The use of sex within the Family did not end at the recruiting stage. When the group changed its name again, for a second time, in 1987, to simply “the Family,” numerous allegations of abduction, pedophilia, and various forms of sexual abuse were leveled at the group, which by this time had locations in countries all over the world. In 1993, more than 70 percent of the group’s 10,000 members were under the age of 18, operating under a strict and insane set of guidelines laid out by Berg and his wife, Karen Zerby, the latter of whom still heads the organization to this day, under their current moniker, the Family International.

I have paraphrased 20 of the Family’s foundational ideas below.

1. God loves sex, because sex is love.

2. Satan hates sex, because sex is beautiful.

3. Incest is OK, because there’s no better place for a young man to learn about doing it than from his own mother.

4. Eleven-year-olds are capable of becoming pregnant, so why shouldn’t they be having sex?

5. Fucking your grandpa is awesome.

6. Everybody is married to everybody else.

7. Children should have at least an eighth-grade education, provided by their parents, and if the children want more education, it is “up to the parents to see if the Home can comply.”

8. Pictures of naked congregation members, referred to as “nudie-cuties,” make good bookmarks for the Bible.

9. It is OK to lie to nonbelievers in order to protect God’s work.

10. Men should not be gay, but it is hot when women are gay.

11.  Masturbation is having sex with Jesus. When a man is having sex with Jesus, he is no longer a man, but Jesus’s wife, so it’s not actually male-on-male anymore, and therefore OK because not gay.

12. When you are having sex with Jesus, he likes you to talk dirty. Pamphlets were created containing suggested “Love Words” to whisper to get Jesus hot, including (but not limited to):

–Hold me, I love You. Come fill me.

–I want You inside of me! Give me Your seeds.

–You excite me, Jesus, and I want to feel Your love. I want to excite You, too!

–Jesus, You're the Lover of all lovers.

–I want to enjoy You, Jesus, to look at You, to taste You, to feel You, to fuck You!

–I've got to have You in my arms. I've got to feel Your naked body pressed to mine.

–I want to suck Your penis. I want to suck Your seeds!

–I'm wild about You! I'm crazy about Your penis!

–My pussy is excited for You, Jesus!

–I'm juicy for You.

13. It’s not very Christian-like to say words like “dong” or “cunt,” but if you do, it’s cool, because through the instruction of the Lord they are clean. Just, like, don’t go around saying it all the time or anything.

14. The prophecies of Jesus are called “golden seeds,” and one good way to receive them is to suck on Jesus’s “golden rod” (or another man’s rod if you are a chick and can’t find Jesus’s). 

15. Jesus was supposed to return in 1993. When he did not return in 1993, it was because he wanted to give the Family more time to grow.

16. Rape provides a female the opportunity to witness to their rapist, and anyway she should have offered it freely, because providing free sex is a good way to convert people to the Family.

17. “Keys of the Kingdom” are powerful words you can use for extra effect while praying. These keys also power UFOs and can turn into swords to fight demons.

18. God allowed 9/11 to happen to “America the Whore” because the towers represent the ignorance of the fat, lazy, and rich.

19. Hitler was on the right track, but didn’t actually do enough, because Jews are subhuman demons. Also, the Holocaust didn’t actually happen.

Written request 1>
In the passage about the Family, why did Jesus not return in 1993, according to the group's ideas? Answer in one to three sentences.
Written request 2>
Quote the passage about the Family between "7. Children should" and "women are gay.", inclusive.
Written request 3>
List every figure written in digits in the first paragraph of the passage about the Family.
Answer using only the passage.

Data section>
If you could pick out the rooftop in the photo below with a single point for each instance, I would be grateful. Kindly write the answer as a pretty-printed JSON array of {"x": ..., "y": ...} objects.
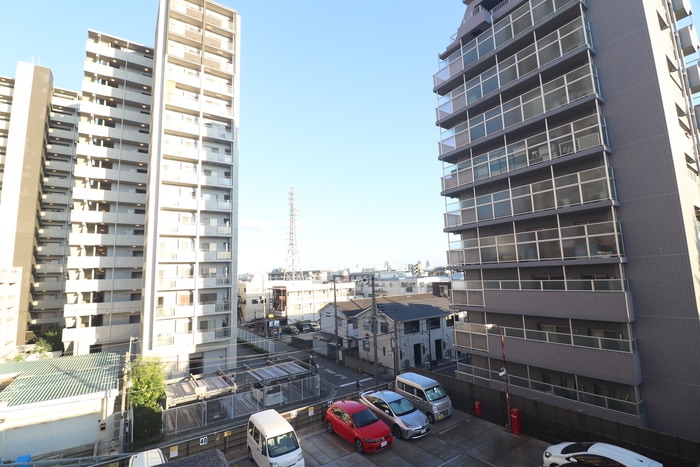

Final answer 1>
According to the group's ideas, Jesus was supposed to return in 1993. He did not return because he wanted to give the Family more time to grow.

Final answer 2>
7. Children should have at least an eighth-grade education, provided by their parents, and if the children want more education, it is “up to the parents to see if the Home can comply.”

8. Pictures of naked congregation members, referred to as “nudie-cuties,” make good bookmarks for the Bible.

9. It is OK to lie to nonbelievers in order to protect God’s work.

10. Men should not be gay, but it is hot when women are gay.

Final answer 3>
1987, 1993, 70, 10,000, 18